***** Record set
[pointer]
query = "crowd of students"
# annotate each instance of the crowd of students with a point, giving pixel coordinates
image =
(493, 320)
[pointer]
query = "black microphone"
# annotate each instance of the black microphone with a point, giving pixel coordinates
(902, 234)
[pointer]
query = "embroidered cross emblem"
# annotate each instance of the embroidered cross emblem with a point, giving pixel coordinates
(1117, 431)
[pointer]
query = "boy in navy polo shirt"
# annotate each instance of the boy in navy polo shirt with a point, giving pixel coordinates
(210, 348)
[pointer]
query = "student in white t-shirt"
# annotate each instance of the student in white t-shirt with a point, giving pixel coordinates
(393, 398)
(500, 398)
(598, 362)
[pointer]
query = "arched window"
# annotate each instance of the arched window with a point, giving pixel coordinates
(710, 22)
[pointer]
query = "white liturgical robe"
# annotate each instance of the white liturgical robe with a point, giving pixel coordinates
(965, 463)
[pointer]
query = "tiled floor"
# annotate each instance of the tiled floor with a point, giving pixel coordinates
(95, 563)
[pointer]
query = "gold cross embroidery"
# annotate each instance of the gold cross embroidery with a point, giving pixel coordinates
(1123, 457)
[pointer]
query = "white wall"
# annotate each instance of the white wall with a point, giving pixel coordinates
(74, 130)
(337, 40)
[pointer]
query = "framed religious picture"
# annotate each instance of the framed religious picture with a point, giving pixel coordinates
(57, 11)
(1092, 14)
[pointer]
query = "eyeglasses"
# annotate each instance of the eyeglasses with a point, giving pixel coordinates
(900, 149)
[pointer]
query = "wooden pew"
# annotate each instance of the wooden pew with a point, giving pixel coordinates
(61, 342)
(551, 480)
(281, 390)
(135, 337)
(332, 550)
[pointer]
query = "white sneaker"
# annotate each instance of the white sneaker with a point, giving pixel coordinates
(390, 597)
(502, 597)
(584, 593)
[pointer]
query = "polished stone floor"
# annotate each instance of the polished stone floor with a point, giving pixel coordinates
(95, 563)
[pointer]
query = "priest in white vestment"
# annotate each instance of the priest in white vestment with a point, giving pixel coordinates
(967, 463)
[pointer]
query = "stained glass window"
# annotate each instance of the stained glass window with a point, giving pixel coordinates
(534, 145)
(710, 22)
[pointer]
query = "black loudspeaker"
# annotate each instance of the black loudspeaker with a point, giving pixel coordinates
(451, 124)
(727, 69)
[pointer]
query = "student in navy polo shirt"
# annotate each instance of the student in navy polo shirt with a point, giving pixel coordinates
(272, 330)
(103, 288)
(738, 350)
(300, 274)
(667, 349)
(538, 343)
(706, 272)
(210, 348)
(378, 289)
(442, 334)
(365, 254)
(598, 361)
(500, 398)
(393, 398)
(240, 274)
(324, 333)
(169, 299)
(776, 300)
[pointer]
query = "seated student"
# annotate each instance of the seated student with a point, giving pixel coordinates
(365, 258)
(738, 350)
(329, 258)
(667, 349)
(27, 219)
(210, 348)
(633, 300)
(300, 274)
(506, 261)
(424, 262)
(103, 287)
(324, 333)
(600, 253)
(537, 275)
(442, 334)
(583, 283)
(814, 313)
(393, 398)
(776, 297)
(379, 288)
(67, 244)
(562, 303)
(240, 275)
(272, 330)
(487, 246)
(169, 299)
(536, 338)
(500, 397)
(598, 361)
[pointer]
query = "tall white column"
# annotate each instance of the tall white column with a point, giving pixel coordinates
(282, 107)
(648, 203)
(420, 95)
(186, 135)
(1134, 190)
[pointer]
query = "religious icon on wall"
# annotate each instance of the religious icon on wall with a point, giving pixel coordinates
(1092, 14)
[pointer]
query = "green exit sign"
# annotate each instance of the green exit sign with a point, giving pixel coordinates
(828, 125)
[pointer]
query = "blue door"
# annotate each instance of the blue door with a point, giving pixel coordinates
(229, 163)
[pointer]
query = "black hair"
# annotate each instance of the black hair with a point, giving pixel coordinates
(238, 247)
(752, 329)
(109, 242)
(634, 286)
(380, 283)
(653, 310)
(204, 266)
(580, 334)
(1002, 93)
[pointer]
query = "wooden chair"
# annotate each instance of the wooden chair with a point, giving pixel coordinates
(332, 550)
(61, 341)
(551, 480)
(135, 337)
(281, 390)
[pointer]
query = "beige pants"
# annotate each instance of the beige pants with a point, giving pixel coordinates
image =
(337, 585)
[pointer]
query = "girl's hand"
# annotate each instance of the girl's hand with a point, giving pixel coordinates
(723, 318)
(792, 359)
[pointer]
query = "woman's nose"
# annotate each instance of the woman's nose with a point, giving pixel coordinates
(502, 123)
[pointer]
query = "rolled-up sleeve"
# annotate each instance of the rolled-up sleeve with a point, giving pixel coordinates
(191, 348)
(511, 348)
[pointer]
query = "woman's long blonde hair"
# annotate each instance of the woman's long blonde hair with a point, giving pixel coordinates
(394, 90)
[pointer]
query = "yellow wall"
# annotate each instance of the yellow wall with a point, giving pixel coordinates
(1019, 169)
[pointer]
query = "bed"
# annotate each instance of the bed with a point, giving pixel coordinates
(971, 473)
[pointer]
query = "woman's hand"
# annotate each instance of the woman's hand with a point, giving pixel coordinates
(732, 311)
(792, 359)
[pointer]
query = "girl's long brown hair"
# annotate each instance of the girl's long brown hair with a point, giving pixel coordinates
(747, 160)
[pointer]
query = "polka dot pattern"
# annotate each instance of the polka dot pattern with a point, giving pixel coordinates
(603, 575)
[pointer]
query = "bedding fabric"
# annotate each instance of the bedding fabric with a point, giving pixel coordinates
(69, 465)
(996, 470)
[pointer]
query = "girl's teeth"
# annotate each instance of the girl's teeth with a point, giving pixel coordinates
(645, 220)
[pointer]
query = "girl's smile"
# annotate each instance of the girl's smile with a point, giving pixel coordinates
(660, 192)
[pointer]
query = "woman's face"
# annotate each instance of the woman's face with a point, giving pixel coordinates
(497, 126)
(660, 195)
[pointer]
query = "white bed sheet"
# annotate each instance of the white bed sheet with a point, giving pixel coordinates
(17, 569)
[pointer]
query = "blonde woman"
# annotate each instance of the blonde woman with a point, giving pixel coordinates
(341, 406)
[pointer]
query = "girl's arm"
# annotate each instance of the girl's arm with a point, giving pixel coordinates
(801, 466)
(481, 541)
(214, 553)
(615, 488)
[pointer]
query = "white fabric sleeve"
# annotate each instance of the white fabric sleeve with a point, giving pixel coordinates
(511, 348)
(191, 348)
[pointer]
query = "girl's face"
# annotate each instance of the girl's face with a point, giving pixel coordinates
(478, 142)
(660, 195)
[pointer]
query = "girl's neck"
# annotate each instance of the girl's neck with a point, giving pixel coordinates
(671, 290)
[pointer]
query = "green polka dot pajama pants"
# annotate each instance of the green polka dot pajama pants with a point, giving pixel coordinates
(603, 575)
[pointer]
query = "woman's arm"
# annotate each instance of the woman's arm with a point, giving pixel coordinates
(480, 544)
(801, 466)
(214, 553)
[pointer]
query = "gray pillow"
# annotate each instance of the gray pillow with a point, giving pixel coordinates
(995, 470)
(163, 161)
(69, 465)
**********
Set task. Can you write out the records from the start through the line containing "(1117, 431)", keeping every line including the requests, and add 4 to each number in the point coordinates?

Output for this task.
[pointer]
query = "crowd of students"
# annotate each instance of the crowd of students with a point, giving pixel coordinates
image =
(497, 324)
[pointer]
query = "black microphone"
# annotate each instance of the black microphone with a point, giving pixel coordinates
(906, 238)
[pointer]
query = "embroidered cross emblem"
# annotate each instance of the embroidered cross emblem with a point, giving pixel coordinates
(1121, 435)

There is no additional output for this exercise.